_WORK TO DO_: In the data below, change each occurrence of "forest floor" to "woodland floor" and reproduce every other part of the data unchanged.
* start RECORD SET *
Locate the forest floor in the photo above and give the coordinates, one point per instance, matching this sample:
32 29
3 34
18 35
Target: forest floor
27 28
* end RECORD SET *
_THE ANSWER_:
Locate the woodland floor in the photo above and give the coordinates, one point per instance, matching this sample:
32 29
3 34
18 35
Target: woodland floor
27 28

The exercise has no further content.